Task details »
Can you write out all of the material below, word for word?

--------------------------------------------------

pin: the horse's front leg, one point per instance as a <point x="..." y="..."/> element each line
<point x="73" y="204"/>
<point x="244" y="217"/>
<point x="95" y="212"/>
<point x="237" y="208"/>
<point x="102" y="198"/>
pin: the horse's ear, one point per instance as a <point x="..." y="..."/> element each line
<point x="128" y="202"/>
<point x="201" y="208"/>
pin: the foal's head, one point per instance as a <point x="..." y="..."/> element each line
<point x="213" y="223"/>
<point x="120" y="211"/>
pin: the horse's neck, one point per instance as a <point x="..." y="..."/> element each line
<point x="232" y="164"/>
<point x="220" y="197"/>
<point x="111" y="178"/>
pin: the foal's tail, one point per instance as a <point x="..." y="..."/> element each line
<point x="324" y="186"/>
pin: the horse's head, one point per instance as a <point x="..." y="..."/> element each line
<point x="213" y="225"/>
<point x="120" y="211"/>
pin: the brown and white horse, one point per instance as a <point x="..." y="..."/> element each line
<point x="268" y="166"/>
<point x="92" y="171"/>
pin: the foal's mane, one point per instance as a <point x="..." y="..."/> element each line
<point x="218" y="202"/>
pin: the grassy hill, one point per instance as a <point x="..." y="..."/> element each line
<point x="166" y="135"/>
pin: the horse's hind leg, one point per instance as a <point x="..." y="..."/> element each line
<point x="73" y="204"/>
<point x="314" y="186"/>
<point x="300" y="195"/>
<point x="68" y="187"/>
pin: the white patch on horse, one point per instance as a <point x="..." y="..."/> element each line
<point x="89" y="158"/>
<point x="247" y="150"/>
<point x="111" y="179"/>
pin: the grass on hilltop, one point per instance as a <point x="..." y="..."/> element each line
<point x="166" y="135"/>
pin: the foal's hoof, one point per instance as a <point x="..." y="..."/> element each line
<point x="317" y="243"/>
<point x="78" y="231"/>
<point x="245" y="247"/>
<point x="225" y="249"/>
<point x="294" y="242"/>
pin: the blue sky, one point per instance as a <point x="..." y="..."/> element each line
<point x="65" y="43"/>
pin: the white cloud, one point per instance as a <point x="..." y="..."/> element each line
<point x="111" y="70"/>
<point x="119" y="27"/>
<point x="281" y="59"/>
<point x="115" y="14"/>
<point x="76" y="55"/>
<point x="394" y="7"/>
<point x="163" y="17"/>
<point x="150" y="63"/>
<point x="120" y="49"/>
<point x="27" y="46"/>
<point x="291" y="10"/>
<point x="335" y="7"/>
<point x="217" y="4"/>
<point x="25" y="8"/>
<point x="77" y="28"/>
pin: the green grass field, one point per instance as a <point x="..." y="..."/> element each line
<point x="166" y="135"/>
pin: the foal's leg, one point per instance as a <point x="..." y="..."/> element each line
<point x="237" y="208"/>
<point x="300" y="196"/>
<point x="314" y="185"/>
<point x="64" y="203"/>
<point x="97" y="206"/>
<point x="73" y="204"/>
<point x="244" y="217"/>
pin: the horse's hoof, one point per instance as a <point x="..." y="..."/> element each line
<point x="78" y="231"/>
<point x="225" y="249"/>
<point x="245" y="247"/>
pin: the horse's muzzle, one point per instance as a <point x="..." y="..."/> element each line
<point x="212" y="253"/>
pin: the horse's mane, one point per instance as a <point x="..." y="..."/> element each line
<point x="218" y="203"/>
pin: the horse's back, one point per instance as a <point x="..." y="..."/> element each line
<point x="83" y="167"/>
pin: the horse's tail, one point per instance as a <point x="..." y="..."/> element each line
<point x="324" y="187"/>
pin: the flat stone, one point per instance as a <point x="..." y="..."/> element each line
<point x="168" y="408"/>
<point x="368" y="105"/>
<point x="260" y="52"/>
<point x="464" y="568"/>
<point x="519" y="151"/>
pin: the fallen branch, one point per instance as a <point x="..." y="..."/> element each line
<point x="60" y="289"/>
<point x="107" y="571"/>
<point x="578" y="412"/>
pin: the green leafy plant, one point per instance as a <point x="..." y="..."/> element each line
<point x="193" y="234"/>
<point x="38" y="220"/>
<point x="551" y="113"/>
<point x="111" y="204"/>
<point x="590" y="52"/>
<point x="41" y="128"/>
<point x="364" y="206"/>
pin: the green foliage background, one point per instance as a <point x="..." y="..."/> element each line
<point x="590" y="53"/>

--------------------------------------------------

Exercise solution »
pin: the horse's front leg, one point per instance as a <point x="..." y="..."/> element each line
<point x="73" y="204"/>
<point x="244" y="217"/>
<point x="95" y="212"/>
<point x="237" y="208"/>
<point x="102" y="198"/>
pin: the horse's ear, one point per instance as a <point x="..." y="..."/> element each line
<point x="128" y="202"/>
<point x="201" y="208"/>
pin: the foal's head, one point per instance as a <point x="..." y="..."/> element each line
<point x="213" y="223"/>
<point x="120" y="211"/>
pin: the horse's neck, one point per instance as a <point x="..." y="..."/> element each line
<point x="232" y="164"/>
<point x="220" y="197"/>
<point x="111" y="178"/>
pin: the foal's tail, one point per instance as a <point x="..." y="..."/> element each line
<point x="324" y="186"/>
pin: the horse's head, one point per instance as a <point x="..." y="..."/> element each line
<point x="213" y="225"/>
<point x="120" y="211"/>
pin: the brown and white horse, one point per instance as a <point x="..." y="..."/> element each line
<point x="268" y="166"/>
<point x="92" y="171"/>
pin: the foal's mane, one point per instance as a <point x="..." y="..."/> element each line
<point x="218" y="202"/>
pin: the grassy hill, one point per instance as a <point x="..." y="..."/> element each line
<point x="166" y="135"/>
pin: the horse's hind leg, one point per instance as a <point x="..." y="..."/> element each line
<point x="73" y="204"/>
<point x="314" y="186"/>
<point x="300" y="195"/>
<point x="68" y="187"/>
pin: the white patch on horse, one point per instance as a <point x="..." y="..."/> element each line
<point x="89" y="158"/>
<point x="247" y="150"/>
<point x="111" y="179"/>
pin: the grass on hilltop, one point per instance as a <point x="..." y="..."/> element each line
<point x="166" y="135"/>
pin: the foal's hoof, one point per instance as a <point x="..." y="..."/> element each line
<point x="317" y="243"/>
<point x="78" y="231"/>
<point x="245" y="247"/>
<point x="225" y="249"/>
<point x="294" y="242"/>
pin: the blue sky, one point per instance as a <point x="..." y="..."/> element each line
<point x="65" y="43"/>
pin: the white cloud, one point per instance as a <point x="..." y="..."/> element each line
<point x="111" y="70"/>
<point x="119" y="27"/>
<point x="281" y="59"/>
<point x="115" y="14"/>
<point x="76" y="55"/>
<point x="394" y="7"/>
<point x="163" y="17"/>
<point x="150" y="63"/>
<point x="120" y="49"/>
<point x="27" y="46"/>
<point x="291" y="10"/>
<point x="335" y="7"/>
<point x="217" y="4"/>
<point x="25" y="8"/>
<point x="77" y="28"/>
pin: the green grass field, one point per instance as a <point x="..." y="..."/> element each line
<point x="166" y="135"/>
pin: the foal's leg, one point per instance as a <point x="..." y="..."/> element each line
<point x="237" y="208"/>
<point x="300" y="196"/>
<point x="314" y="185"/>
<point x="64" y="203"/>
<point x="97" y="206"/>
<point x="73" y="204"/>
<point x="244" y="217"/>
pin: the horse's hoof, one point per instance as a <point x="..." y="..."/> element each line
<point x="78" y="231"/>
<point x="225" y="249"/>
<point x="245" y="247"/>
pin: the horse's muzzle, one point per instance as a <point x="..." y="..."/> element each line
<point x="212" y="253"/>
pin: the horse's mane, one point per instance as a <point x="..." y="..."/> element each line
<point x="218" y="203"/>
pin: the horse's back, one point per instance as a <point x="..." y="..."/> element each line
<point x="83" y="167"/>
pin: the horse's tail, one point per instance as a <point x="..." y="..."/> element each line
<point x="324" y="187"/>
pin: the flat stone, one point per instance as a <point x="..." y="..."/> element each line
<point x="168" y="408"/>
<point x="368" y="105"/>
<point x="260" y="52"/>
<point x="464" y="568"/>
<point x="519" y="151"/>
pin: the fallen branch, one point per instance as a <point x="..." y="..."/> element each line
<point x="60" y="289"/>
<point x="107" y="571"/>
<point x="578" y="412"/>
pin: the green leafy plant, one point per instance as a <point x="..." y="..."/> element each line
<point x="193" y="234"/>
<point x="38" y="220"/>
<point x="551" y="113"/>
<point x="111" y="204"/>
<point x="590" y="52"/>
<point x="41" y="128"/>
<point x="364" y="206"/>
pin: the green foliage background, one point per instance as a <point x="..." y="..."/> element each line
<point x="590" y="53"/>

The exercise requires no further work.